- _Source document_
[START]
Congratulations! She's adorable :wub:


----------



## jadey (Nov 2, 2006)

congrats sarah :smilie_daumenpos: she is a beautiful girl! How do you do it? Im at number 4 and im so tired lol. We need pictures of the whole gang!!! your babies are all beautiful! Welcome Clementine Alice!!!


----------



## Scoobydoo (May 26, 2005)

Omg Sarah!!! Clementine is adorable :wub: 
Congratulations I am sure the gang will come round and fall head over heels in love with her


----------



## precious paws (Jun 7, 2006)

Congratulations Sarah! She is a beauty!


----------



## Katkoota (Feb 18, 2006)

yaaay

congrats Sarah...she is soooo cute 

kisses to that face of hers


----------



## Matilda's mommy (Jun 1, 2005)

melt my heart, :wub: I adore her name. When i get another I will pm you, you will have to give me some names to choose from.


----------



## Belle's Mum (Jul 13, 2007)

OMG!! She is sooo adorable!! Her color is beautiful!!


----------



## dogloverx3 (Apr 14, 2006)

I am sooo glad you all loved the name - Jacqui HATED it :smrofl: ( lucky I never listen to advice  ) . Now Pat , I am not stingy with pictures - my girls POSE and my boys SCRUNCH up their faces at my beloved camera . Clementine has a truckload of tiny outfits , so you will be seeing lots of her - now to drag the short hair into a topknot . Sarah P.S Arabella appears to like her , she was holding her down last night


----------



## Lennabella (Mar 29, 2007)
[END]
- _Problem a_
Return the forum thread in full, unchanged.
The forum thread and the entries have no connection to each other.

[Rows from a dataset]
[START]
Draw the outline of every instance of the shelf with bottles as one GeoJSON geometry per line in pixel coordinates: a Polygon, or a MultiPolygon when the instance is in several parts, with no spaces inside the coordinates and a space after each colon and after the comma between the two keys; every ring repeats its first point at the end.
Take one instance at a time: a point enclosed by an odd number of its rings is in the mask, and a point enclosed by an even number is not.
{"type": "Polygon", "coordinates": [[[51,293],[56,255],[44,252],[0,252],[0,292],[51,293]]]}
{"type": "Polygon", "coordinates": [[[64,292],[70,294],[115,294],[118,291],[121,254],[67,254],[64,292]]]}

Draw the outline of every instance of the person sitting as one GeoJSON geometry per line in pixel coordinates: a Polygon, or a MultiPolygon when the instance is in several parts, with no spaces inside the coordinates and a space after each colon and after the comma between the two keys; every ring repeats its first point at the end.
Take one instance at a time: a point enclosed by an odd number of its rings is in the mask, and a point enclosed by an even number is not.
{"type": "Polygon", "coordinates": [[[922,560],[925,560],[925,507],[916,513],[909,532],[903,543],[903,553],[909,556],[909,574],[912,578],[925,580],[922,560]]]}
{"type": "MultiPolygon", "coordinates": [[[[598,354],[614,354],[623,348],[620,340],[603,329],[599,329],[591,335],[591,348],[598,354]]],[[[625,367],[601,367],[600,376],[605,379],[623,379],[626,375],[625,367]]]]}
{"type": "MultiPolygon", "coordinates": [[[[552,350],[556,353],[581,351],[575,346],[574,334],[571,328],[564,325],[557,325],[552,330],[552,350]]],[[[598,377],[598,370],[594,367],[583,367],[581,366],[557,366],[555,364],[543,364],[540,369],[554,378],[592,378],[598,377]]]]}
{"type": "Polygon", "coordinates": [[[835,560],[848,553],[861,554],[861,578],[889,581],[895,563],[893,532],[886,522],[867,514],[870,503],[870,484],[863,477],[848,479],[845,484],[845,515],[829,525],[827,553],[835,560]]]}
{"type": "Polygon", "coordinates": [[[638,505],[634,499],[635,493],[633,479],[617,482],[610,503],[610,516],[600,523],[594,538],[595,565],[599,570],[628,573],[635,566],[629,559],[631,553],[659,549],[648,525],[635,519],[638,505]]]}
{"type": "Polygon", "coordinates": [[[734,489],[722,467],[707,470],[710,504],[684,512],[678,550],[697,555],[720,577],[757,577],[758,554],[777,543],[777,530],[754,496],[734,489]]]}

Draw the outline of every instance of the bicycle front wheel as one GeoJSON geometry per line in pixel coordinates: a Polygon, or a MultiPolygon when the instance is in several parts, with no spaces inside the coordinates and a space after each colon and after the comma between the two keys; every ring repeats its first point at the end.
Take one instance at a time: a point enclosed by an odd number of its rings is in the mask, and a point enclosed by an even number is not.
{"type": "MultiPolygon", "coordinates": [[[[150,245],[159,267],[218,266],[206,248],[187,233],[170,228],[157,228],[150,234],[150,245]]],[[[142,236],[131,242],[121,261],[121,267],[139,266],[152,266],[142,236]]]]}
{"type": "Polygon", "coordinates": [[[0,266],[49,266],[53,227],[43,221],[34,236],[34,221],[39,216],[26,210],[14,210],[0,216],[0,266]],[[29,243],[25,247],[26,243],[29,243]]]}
[END]
- _Problem b_
In the entries, begin at the line that has "Draw the outline of every instance of the bicycle" and continue through the last line of the entries. Reproduce only that span, renaming "front wheel" to "rear wheel" and leaving everything else unchanged.

- _Written response a_
Congratulations! She's adorable :wub:


----------



## jadey (Nov 2, 2006)

congrats sarah :smilie_daumenpos: she is a beautiful girl! How do you do it? Im at number 4 and im so tired lol. We need pictures of the whole gang!!! your babies are all beautiful! Welcome Clementine Alice!!!


----------



## Scoobydoo (May 26, 2005)

Omg Sarah!!! Clementine is adorable :wub: 
Congratulations I am sure the gang will come round and fall head over heels in love with her


----------



## precious paws (Jun 7, 2006)

Congratulations Sarah! She is a beauty!


----------



## Katkoota (Feb 18, 2006)

yaaay

congrats Sarah...she is soooo cute 

kisses to that face of hers


----------



## Matilda's mommy (Jun 1, 2005)

melt my heart, :wub: I adore her name. When i get another I will pm you, you will have to give me some names to choose from.


----------



## Belle's Mum (Jul 13, 2007)

OMG!! She is sooo adorable!! Her color is beautiful!!


----------



## dogloverx3 (Apr 14, 2006)

I am sooo glad you all loved the name - Jacqui HATED it :smrofl: ( lucky I never listen to advice  ) . Now Pat , I am not stingy with pictures - my girls POSE and my boys SCRUNCH up their faces at my beloved camera . Clementine has a truckload of tiny outfits , so you will be seeing lots of her - now to drag the short hair into a topknot . Sarah P.S Arabella appears to like her , she was holding her down last night


----------



## Lennabella (Mar 29, 2007)

- _Written response b_
Draw the outline of every instance of the bicycle rear wheel as one GeoJSON geometry per line in pixel coordinates: a Polygon, or a MultiPolygon when the instance is in several parts, with no spaces inside the coordinates and a space after each colon and after the comma between the two keys; every ring repeats its first point at the end.
Take one instance at a time: a point enclosed by an odd number of its rings is in the mask, and a point enclosed by an even number is not.
{"type": "MultiPolygon", "coordinates": [[[[150,245],[159,267],[218,266],[206,248],[187,233],[170,228],[157,228],[150,234],[150,245]]],[[[142,236],[131,242],[121,261],[121,267],[139,266],[152,266],[142,236]]]]}
{"type": "Polygon", "coordinates": [[[0,266],[49,266],[53,227],[43,221],[34,236],[34,221],[39,216],[26,210],[14,210],[0,216],[0,266]],[[29,243],[25,247],[26,243],[29,243]]]}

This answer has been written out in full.